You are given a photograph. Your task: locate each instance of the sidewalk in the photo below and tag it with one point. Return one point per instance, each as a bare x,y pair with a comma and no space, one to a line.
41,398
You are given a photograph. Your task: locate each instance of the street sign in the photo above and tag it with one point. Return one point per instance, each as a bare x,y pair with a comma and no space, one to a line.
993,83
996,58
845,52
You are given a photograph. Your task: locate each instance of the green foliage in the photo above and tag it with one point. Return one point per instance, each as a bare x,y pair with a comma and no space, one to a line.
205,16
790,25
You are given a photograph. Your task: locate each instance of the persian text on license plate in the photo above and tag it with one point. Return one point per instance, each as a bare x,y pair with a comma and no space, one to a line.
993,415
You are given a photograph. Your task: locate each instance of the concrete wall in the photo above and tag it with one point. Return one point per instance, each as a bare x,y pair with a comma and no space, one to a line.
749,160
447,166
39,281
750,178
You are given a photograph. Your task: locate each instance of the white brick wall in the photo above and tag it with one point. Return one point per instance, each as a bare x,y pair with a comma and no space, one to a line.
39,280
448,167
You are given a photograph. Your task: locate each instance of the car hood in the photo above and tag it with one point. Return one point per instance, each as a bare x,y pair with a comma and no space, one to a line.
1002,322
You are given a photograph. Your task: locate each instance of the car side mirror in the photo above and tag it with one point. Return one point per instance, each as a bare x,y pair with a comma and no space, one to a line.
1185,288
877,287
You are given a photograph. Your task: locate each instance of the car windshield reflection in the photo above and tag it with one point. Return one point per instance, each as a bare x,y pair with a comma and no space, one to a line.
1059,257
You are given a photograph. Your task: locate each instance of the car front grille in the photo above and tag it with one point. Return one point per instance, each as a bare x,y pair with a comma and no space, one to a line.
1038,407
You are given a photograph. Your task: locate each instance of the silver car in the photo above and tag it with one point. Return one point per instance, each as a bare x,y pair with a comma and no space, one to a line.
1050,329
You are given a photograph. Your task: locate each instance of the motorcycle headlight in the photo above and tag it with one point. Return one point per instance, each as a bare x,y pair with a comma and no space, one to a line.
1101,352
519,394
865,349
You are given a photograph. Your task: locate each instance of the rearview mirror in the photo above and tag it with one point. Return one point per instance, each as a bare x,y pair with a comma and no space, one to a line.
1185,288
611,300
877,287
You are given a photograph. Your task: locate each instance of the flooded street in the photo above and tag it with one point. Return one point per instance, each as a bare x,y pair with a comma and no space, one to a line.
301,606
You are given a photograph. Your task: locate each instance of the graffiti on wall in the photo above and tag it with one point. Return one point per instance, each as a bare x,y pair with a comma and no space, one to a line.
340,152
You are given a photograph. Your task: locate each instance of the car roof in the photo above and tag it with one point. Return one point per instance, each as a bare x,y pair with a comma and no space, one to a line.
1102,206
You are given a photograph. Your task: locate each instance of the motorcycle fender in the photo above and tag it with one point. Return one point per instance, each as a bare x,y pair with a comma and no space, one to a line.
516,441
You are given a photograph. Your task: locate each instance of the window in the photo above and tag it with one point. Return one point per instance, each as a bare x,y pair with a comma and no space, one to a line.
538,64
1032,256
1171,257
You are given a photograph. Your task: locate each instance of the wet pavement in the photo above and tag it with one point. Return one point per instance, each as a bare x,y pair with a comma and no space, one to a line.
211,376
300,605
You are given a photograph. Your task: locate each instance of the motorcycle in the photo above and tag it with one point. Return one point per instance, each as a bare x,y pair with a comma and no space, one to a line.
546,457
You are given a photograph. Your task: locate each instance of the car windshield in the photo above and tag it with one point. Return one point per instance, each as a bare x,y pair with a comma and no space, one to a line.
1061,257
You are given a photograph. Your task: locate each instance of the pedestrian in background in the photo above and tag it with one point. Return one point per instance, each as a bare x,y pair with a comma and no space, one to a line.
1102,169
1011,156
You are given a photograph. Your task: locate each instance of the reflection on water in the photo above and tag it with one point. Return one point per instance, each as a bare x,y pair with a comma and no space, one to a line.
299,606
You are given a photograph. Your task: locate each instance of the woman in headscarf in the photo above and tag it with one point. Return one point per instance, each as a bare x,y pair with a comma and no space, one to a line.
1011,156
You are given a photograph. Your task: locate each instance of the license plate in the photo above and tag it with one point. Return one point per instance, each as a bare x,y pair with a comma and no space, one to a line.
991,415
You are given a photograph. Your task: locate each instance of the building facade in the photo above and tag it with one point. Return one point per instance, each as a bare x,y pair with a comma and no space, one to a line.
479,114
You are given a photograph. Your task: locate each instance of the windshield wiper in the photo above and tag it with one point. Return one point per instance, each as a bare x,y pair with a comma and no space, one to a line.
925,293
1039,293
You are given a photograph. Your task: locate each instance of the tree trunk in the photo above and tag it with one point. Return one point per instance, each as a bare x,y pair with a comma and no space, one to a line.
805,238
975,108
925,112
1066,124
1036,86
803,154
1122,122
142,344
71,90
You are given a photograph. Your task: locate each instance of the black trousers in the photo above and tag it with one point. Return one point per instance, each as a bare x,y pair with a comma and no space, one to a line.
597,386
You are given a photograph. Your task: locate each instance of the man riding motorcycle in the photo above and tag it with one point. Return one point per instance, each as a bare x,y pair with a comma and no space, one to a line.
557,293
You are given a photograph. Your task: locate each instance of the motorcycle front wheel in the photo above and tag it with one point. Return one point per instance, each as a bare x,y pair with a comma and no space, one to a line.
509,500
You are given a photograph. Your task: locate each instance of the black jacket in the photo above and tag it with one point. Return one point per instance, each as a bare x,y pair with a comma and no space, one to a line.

=======

Locate "of the windshield" in the material, then quote the line that contains it and all lines after it through the final one.

- Output below:
You are given a photograph. Your task: locate each instance of the windshield wiper in the photo above and tag it with one point. Return one point per instance, each as a bare x,y pair with a comma and no space, one to a line.
925,293
1039,293
You are given a photograph. Your task: locate each instance of the tree trunk in the photo above and tag it with one point. Return one point per instance, each as a bare x,y pair with a comma and no space, one to a line.
805,238
975,108
925,112
1066,124
1036,86
803,154
1122,122
142,344
71,90
You are given a photograph. Your task: locate each instance of the black trousers in the photo above and tag it with one point. Return one point per instance, each as a bare x,y pair with a comma and no space, one to a line.
597,386
You are given a photograph. Your task: locate each instance of the man riding motorcycle in the photo above and tag it with one point. Return one point per instance, each as a bare x,y pair with a comma and no space, one to a line.
557,293
You are given a photograph. Your task: locate each instance of the motorcycle front wheel in the photo above and tag it with one point. Return one point per instance, each as a bare x,y pair with a comma and no space, one to a line.
509,500
You are given a photograph. Your task: locate each instance of the black jacket in the photo above and tag it with one point. Return one point per instance, each as a bare x,y pair with a comma and no space, one to a line.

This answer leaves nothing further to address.